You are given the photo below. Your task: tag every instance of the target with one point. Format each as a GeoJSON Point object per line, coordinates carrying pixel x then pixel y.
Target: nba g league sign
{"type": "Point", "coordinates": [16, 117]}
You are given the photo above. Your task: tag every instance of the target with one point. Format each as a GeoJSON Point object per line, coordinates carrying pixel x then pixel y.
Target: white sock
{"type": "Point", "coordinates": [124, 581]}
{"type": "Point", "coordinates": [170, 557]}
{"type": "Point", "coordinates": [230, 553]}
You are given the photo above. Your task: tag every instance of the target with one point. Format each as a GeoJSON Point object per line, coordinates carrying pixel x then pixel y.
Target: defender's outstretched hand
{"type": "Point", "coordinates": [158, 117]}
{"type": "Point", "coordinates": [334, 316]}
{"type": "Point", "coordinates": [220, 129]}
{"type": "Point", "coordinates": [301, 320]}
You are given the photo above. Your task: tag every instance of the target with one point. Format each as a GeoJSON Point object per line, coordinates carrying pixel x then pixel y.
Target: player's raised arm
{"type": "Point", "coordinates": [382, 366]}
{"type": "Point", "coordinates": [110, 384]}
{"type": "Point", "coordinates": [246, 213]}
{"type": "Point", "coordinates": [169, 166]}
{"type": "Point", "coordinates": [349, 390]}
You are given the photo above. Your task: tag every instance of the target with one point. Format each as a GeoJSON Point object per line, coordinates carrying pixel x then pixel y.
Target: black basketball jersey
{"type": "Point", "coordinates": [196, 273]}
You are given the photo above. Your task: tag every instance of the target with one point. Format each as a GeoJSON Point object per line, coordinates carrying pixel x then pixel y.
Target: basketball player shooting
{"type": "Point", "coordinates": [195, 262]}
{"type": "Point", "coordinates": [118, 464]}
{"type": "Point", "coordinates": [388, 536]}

----

> [Direction]: Extract each line of the records above that contains the string "player", treating uppercase and lowercase letters as distinct.

> [Task result]:
Target: player's raised arm
Target: basketball player shooting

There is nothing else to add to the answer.